>> START TASK INPUTS

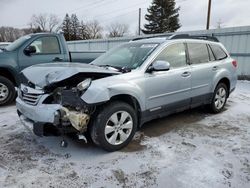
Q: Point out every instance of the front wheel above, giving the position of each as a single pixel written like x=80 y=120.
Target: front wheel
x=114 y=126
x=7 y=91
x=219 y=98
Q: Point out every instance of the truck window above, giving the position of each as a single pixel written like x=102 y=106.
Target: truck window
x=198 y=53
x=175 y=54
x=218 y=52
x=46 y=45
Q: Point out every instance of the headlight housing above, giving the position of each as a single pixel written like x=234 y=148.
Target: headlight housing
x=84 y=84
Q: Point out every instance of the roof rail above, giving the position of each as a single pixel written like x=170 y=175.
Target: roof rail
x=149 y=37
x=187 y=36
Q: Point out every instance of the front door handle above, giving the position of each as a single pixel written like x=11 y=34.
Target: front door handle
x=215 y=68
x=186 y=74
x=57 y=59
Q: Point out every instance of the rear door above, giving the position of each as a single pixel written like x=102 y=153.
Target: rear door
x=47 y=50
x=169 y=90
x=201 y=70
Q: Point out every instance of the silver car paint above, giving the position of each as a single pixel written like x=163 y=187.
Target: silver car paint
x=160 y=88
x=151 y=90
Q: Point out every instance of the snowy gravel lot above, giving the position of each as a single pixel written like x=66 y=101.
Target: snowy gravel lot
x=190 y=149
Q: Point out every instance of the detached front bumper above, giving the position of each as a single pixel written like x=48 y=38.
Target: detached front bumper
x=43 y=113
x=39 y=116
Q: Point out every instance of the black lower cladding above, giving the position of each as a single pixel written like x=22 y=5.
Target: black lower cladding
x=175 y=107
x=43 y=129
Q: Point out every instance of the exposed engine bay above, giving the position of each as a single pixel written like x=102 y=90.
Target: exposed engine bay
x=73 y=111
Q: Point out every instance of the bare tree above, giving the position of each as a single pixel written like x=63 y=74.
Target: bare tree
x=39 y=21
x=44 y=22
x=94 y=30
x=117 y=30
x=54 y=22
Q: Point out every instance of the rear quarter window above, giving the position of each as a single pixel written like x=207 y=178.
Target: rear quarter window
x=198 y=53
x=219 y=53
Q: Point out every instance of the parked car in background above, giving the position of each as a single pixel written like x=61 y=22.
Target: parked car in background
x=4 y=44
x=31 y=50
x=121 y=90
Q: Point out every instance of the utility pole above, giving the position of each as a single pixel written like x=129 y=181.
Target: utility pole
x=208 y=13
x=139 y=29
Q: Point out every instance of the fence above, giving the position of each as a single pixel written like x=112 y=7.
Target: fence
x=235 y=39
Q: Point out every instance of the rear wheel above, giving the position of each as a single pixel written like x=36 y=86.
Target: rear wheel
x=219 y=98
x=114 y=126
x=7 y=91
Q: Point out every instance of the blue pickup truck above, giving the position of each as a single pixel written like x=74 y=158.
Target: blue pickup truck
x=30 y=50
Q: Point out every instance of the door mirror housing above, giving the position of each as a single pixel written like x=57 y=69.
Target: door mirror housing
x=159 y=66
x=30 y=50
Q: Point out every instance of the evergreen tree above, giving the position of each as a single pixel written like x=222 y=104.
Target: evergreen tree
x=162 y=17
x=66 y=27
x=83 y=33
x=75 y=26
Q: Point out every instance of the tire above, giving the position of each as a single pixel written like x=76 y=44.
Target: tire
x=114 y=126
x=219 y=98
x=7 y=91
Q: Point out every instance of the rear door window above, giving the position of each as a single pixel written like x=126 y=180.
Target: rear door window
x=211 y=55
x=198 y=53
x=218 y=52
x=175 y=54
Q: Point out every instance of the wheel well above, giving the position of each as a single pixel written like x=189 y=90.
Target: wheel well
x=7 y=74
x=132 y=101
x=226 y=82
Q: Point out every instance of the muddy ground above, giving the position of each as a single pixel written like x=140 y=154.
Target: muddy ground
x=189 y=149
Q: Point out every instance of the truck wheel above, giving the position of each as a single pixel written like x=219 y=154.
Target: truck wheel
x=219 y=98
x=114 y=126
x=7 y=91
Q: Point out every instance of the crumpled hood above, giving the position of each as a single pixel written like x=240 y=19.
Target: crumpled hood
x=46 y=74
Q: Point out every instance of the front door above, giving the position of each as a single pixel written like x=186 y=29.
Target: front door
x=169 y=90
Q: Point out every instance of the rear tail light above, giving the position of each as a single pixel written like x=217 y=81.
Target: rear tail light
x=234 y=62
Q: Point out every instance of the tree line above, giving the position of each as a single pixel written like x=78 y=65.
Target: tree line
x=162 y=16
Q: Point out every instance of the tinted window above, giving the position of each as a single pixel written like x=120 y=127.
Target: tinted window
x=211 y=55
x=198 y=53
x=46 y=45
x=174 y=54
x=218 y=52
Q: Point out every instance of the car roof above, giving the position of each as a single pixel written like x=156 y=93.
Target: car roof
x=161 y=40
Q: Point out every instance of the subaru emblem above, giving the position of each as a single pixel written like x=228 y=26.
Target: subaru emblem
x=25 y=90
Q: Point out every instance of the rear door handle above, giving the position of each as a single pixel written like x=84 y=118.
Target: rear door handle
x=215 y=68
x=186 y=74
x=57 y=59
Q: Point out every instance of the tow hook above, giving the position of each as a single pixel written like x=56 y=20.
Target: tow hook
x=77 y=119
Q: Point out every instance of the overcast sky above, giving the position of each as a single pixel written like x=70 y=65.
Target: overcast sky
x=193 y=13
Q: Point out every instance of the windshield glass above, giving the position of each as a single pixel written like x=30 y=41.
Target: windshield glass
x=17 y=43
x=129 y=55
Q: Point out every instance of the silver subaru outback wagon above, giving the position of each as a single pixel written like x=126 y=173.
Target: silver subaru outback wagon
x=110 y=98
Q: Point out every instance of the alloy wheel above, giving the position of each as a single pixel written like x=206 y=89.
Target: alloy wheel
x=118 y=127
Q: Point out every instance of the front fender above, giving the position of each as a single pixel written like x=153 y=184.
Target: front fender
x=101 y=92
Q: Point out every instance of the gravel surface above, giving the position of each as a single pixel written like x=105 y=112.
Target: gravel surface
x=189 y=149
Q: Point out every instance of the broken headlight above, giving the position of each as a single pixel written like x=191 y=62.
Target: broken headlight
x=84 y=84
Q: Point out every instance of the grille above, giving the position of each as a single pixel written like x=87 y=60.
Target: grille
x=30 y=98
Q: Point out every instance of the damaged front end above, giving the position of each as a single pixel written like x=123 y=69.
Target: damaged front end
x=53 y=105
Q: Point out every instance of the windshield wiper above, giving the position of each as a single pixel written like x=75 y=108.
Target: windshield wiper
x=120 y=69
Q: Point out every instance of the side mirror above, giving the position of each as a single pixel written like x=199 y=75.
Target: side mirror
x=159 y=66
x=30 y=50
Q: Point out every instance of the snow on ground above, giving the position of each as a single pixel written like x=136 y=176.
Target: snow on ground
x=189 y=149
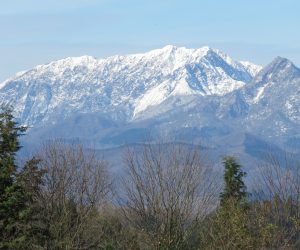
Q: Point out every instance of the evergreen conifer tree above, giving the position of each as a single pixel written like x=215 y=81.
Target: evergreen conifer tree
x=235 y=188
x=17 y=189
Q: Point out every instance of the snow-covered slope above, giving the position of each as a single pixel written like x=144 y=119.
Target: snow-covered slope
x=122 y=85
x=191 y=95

>> END TASK INPUTS

Please copy every item above word for word, leaving out the pictures.

SOLUTION -
Q: Point out every instance of the front wheel above, giving the position of each as a single pixel written like x=80 y=120.
Target: front wheel
x=114 y=126
x=7 y=91
x=219 y=98
Q: Point out every instance of the truck window above, giving the position of each as a single pixel written like x=102 y=106.
Target: truck window
x=198 y=53
x=175 y=54
x=218 y=52
x=46 y=45
Q: Point out every instance of the headlight housing above, giving the position of each as a single pixel written like x=234 y=148.
Target: headlight housing
x=84 y=84
Q: Point out every instance of the roof rail above, giving the position of each as a single pixel written like x=170 y=175.
Target: roof rail
x=149 y=37
x=187 y=36
Q: Point out every instance of the front door handle above, giving the position of each as a single pixel written like x=11 y=34.
Target: front door handle
x=215 y=68
x=186 y=74
x=57 y=59
Q: Point out every instance of the rear door above, giving the position of each as a single pixel written like x=102 y=153.
Target: rear door
x=47 y=50
x=169 y=90
x=201 y=70
Q: Point out every instance of the silver car paint above, giving the position of each as a single pixel written like x=163 y=187.
Target: silver car paint
x=160 y=88
x=151 y=90
Q: Point out every instance of the snowy gravel lot above, giving the position of each as a single pixel written like x=66 y=101.
Target: snowy gravel lot
x=190 y=149
Q: Point out every instance of the detached front bumper above, giving the position of each as a single pixel written like x=48 y=38.
Target: detached front bumper
x=43 y=113
x=39 y=116
Q: Point out every instance of the black lower cladding above, giving the position of each as a single pixel written like x=22 y=5.
Target: black lower cladding
x=175 y=107
x=43 y=129
Q: Point out every instance of the exposed engine bay above, giving the position of each as a single pixel written like x=102 y=90.
Target: exposed engine bay
x=73 y=111
Q: Point out every instance of the bare tree above, giving the position of each as a single pixel written like x=63 y=74.
Target: bare tree
x=39 y=21
x=44 y=22
x=94 y=30
x=117 y=30
x=54 y=22
Q: Point out every instance of the rear quarter window above, giving the position of each as a single pixel written like x=207 y=178.
Target: rear quarter window
x=198 y=53
x=219 y=53
Q: Point out every instance of the parked car in background above, giving the position of each as a single pixel written like x=61 y=22.
Target: parked car in background
x=4 y=44
x=31 y=50
x=121 y=90
Q: Point out every instance of the utility pole above, giving the position of each as a single pixel written like x=129 y=181.
Target: utility pole
x=208 y=13
x=139 y=29
Q: Point out every instance of the fence above, giving the position of each as a single pixel written like x=112 y=7.
Target: fence
x=235 y=39
Q: Point out every instance of the rear wheel above, giving the position of each as a single pixel written like x=36 y=86.
Target: rear wheel
x=219 y=98
x=114 y=126
x=7 y=91
Q: Point out every instance of the blue pickup truck above, giving the position of each as a single pixel written like x=74 y=158.
Target: blue pickup truck
x=30 y=50
Q: Point out every instance of the door mirror housing above, giving the position of each as a single pixel written like x=57 y=69.
Target: door mirror housing
x=159 y=66
x=30 y=50
Q: Point out every instance of the evergreen tree above, giving the position of each as a single pixel written like x=222 y=104.
Target: evergreen tree
x=162 y=17
x=66 y=27
x=83 y=33
x=75 y=26
Q: Point out every instance of the tire above, giving the position of each as a single pixel written like x=76 y=44.
Target: tire
x=114 y=126
x=219 y=98
x=7 y=91
Q: Point out every instance of the rear door window above, giving the position of each as a single pixel written like x=126 y=180.
Target: rear door window
x=211 y=55
x=198 y=53
x=218 y=52
x=175 y=54
Q: Point out every instance of the wheel well above, giving the position of each as a single pixel written like x=189 y=90.
Target: wheel well
x=7 y=74
x=132 y=101
x=226 y=82
Q: Point out every instance of the muddy ground above, giving the position of each as a single pixel written like x=140 y=154.
Target: muddy ground
x=189 y=149
Q: Point out every instance of the truck wheel above, giving the position of each as a single pixel written like x=219 y=154.
Target: truck wheel
x=219 y=98
x=114 y=126
x=7 y=91
Q: Point out every instance of the crumpled hood above, giving the position of each as a single pixel written like x=240 y=19.
Target: crumpled hood
x=46 y=74
Q: Point out every instance of the front door above, giving the position of each as a single pixel written like x=186 y=29.
Target: front door
x=169 y=90
Q: Point out every instance of the rear tail light above, giving the position of each as a single pixel written like x=217 y=81.
Target: rear tail light
x=234 y=62
Q: Point out every instance of the tree line above, giving the position of each as a single pixel written like x=78 y=65.
Target: tree line
x=162 y=16
Q: Point out every instance of the tinted window above, giving the position of each as a single pixel written like x=120 y=127.
Target: tinted window
x=211 y=55
x=198 y=53
x=46 y=45
x=174 y=54
x=218 y=52
Q: Point out every instance of the car roof above, giving the position of each as a single pixel written like x=156 y=93.
Target: car roof
x=161 y=40
Q: Point out every instance of the subaru emblem above, giving the position of each as a single pixel written like x=228 y=26.
Target: subaru emblem
x=25 y=90
Q: Point out every instance of the rear door handle above, giving the position of each as a single pixel written like x=84 y=118.
Target: rear door handle
x=215 y=68
x=186 y=74
x=57 y=59
Q: Point out every instance of the tow hook above, giving the position of each as a single pixel written like x=56 y=20.
Target: tow hook
x=77 y=119
Q: Point out every instance of the overcast sky above, giving the position of each as a single pixel written like x=70 y=65.
Target: overcast sky
x=193 y=13
Q: Point out every instance of the windshield glass above, giving the position of each as a single pixel written like x=30 y=41.
Target: windshield glass
x=17 y=43
x=129 y=55
Q: Point out every instance of the silver subaru outback wagon above, giving the position of each as a single pixel written like x=126 y=173.
Target: silver subaru outback wagon
x=110 y=98
Q: Point out every instance of the alloy wheel above, giving the position of each as a single pixel written like x=206 y=89.
Target: alloy wheel
x=118 y=127
Q: Point out every instance of the front fender above, giving the position of each as a single pixel written like x=153 y=184.
Target: front fender
x=101 y=92
Q: Point out every instance of the gravel surface above, giving the position of each as a single pixel written like x=105 y=112.
Target: gravel surface
x=189 y=149
Q: Point out every instance of the broken headlight above, giving the position of each as a single pixel written like x=191 y=62.
Target: broken headlight
x=84 y=84
Q: Point out every instance of the grille above, giving the position of each as a single pixel written like x=87 y=60.
Target: grille
x=30 y=98
Q: Point out every instance of the damaged front end above, giving the position of each as a single pixel written like x=123 y=69.
Target: damaged front end
x=53 y=105
Q: Point out every instance of the windshield wiper above, giving the position of each as a single pixel written like x=75 y=108.
Target: windshield wiper
x=120 y=69
Q: Point out every instance of the side mirror above, giving the position of each as a single pixel written like x=199 y=75.
Target: side mirror
x=159 y=66
x=30 y=50
Q: Point out every instance of the snow on ground above, giving the position of each as a single pixel written like x=136 y=176.
Target: snow on ground
x=189 y=149
Q: Point out every instance of the evergreen conifer tree above, giving the position of each as a single pixel written like x=215 y=81.
Target: evergreen conifer tree
x=235 y=188
x=17 y=189
Q: Point out every instance of the snow-covered slope above, giving the position of each as a single pixel written like x=144 y=119.
Target: snow-covered slope
x=122 y=85
x=191 y=95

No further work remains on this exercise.